- **Set problem**
Gather every line from the items below that contains the string "tile". Case counts.

- **Listed entries**
>> begin

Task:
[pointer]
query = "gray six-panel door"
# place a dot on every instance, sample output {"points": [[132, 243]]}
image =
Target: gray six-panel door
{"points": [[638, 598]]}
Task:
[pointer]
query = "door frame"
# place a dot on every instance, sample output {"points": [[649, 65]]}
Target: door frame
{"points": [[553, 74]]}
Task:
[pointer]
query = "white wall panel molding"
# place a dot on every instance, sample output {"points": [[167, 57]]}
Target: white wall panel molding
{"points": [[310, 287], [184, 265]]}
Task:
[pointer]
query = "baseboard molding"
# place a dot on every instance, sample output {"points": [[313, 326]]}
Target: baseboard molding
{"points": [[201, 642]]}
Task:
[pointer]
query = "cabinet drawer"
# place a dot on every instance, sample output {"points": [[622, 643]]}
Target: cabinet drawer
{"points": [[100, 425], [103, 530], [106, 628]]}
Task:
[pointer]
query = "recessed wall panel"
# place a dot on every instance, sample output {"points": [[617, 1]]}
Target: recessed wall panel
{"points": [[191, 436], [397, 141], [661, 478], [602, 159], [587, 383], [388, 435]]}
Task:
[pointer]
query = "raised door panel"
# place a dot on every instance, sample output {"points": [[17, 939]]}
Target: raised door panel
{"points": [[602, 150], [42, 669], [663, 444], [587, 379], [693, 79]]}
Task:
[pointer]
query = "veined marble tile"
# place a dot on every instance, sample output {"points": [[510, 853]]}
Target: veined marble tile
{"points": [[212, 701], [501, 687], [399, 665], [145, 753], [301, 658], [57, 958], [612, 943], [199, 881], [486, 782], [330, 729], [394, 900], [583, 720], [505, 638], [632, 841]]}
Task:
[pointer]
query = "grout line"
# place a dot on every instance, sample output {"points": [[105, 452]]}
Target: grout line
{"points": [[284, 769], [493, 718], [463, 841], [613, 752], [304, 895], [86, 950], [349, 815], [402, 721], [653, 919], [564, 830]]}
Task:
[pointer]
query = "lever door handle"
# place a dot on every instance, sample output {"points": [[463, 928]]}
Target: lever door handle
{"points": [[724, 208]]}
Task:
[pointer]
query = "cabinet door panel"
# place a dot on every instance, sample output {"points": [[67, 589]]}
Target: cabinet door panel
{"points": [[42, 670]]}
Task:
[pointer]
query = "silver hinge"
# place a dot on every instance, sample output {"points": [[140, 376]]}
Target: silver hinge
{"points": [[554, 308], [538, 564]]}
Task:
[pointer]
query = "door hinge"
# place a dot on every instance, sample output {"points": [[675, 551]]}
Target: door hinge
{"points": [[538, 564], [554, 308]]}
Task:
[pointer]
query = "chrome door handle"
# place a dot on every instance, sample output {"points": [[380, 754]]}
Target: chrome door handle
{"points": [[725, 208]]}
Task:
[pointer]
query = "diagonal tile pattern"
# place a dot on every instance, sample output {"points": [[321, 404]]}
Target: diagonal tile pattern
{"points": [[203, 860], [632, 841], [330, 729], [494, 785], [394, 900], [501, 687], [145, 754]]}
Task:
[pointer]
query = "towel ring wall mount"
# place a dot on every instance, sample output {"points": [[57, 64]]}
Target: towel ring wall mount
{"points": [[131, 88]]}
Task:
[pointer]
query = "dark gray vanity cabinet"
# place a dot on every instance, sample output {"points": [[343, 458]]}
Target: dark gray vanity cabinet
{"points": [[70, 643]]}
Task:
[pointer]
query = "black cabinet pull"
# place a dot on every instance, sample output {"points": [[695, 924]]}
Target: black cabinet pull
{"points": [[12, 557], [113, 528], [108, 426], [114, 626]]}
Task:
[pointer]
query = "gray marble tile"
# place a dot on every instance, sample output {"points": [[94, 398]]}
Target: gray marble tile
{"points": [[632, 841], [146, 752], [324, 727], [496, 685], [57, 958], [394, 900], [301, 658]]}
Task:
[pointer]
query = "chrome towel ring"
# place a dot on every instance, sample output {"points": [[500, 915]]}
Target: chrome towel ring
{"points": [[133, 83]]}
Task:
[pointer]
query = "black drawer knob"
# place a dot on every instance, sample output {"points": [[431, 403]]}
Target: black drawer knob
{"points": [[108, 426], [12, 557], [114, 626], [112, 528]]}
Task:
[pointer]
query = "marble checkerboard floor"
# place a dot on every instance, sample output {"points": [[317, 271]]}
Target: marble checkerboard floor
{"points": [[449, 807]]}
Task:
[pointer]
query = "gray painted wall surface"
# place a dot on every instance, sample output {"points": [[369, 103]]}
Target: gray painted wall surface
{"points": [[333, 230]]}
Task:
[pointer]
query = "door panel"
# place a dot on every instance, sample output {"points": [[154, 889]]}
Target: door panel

>> end

- **Exercise output**
query = "veined marble tile"
Target: veined marble tile
query = "diagonal tile pattern"
Target: diagonal tile pattern
query = "gray marble tile"
Target: gray marble tile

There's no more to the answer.